It’s not new for anyone that militarism has a huge impact on people lives. Sometimes it can be more obvious or easier to see, but sometimes it is not so clear. Last year, ACOOC, one of the antimilitarist organisations in Colombia, carried out research on violence against women by their husbands or partners that are members of police force or army.
This research helps to see more clearly the link between patriarchy, violence and militarism. Sharing the results should encourage the antimilitarist and pacifist movements to look more in deep into the invisible effects of militarism.
This research intended to show the reality and the struggles of women that have been victims of violence, aggressions and femicide by agents of the public forces (army and police forces) in Colombia.

◆ **EXERCISES TO COMPLETE**
a) Retype the part of the militarism text between "It’s not new" and "forces) in Colombia.", inclusive.
b) From the text about militarism, list the forms of harm that women suffered at the hands of public force agents, according to the research's stated aim.
c) Carry on the text about militarism in Colombia from the last sentence shown.
The items that come next are separate from the text about militarism.

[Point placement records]
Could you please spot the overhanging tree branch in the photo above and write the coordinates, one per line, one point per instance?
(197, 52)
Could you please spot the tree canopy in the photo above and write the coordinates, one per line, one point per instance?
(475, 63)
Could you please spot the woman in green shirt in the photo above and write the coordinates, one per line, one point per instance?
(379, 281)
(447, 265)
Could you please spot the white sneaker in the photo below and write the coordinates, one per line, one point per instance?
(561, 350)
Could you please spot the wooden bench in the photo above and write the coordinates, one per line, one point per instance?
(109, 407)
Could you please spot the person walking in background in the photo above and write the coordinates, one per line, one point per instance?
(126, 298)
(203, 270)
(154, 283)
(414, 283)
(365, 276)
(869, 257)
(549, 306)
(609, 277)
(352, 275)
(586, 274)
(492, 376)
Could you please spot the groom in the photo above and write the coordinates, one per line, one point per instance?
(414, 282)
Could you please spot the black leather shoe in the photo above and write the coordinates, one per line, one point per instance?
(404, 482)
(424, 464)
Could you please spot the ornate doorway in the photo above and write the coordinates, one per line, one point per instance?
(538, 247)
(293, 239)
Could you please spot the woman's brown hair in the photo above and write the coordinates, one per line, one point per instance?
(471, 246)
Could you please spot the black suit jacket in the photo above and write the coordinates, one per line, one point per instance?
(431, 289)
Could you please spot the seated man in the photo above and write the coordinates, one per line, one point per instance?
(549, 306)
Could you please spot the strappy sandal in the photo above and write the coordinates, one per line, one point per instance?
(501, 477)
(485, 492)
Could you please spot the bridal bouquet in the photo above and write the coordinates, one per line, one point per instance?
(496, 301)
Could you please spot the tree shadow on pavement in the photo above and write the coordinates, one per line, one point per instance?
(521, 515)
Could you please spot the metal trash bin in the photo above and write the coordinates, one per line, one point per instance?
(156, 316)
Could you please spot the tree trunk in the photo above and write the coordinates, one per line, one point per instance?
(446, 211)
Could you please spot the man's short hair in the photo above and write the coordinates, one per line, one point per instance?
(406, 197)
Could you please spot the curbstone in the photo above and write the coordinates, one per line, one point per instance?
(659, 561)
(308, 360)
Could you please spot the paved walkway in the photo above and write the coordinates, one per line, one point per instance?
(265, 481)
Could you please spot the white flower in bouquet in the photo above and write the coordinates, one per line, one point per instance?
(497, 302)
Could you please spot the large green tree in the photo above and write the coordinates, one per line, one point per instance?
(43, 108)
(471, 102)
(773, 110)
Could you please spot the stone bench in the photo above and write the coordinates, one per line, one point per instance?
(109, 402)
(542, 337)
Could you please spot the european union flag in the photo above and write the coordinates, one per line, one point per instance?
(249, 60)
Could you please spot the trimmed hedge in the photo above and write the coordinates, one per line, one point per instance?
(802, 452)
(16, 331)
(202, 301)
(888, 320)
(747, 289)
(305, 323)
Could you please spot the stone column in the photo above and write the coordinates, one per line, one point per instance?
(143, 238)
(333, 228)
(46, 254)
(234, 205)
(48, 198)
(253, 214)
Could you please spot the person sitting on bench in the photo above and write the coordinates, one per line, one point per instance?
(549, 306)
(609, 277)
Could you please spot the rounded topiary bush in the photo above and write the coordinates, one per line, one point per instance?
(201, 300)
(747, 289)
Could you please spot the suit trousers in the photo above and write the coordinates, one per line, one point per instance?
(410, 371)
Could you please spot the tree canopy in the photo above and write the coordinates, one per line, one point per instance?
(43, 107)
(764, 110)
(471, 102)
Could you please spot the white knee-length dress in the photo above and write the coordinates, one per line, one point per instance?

◆ **THE ANSWERS**
a)
It’s not new for anyone that militarism has a huge impact on people lives. Sometimes it can be more obvious or easier to see, but sometimes it is not so clear. Last year, ACOOC, one of the antimilitarist organisations in Colombia, carried out research on violence against women by their husbands or partners that are members of police force or army.
This research helps to see more clearly the link between patriarchy, violence and militarism. Sharing the results should encourage the antimilitarist and pacifist movements to look more in deep into the invisible effects of militarism.
This research intended to show the reality and the struggles of women that have been victims of violence, aggressions and femicide by agents of the public forces (army and police forces) in Colombia.

b) violence, aggressions, femicide

c)
These are the three issues that the research highlights:
First, how women become the object of social standards and expectations. When a woman gets married to a man that is part of the military or the police forces there are social impacts, and beliefs of progress, social status and success. Most of the women that were part of the research were teenagers when they met their husbands or partners. Some of them recognised being victims of violence or control by the partners resulted in stress, depression and anxiety.
According to the research, from 2015 to 2017 the Prosecutor General's Office received 4337 complaints for violence by public force members against women. 1306 were personal injuries, followed by 890 cases of domestic violence. Army members are the most indicted for violence against women, followed by police members. The statistics also show that, from 2015 to 2017, 498 women were victims of femicide by agents of the public forces.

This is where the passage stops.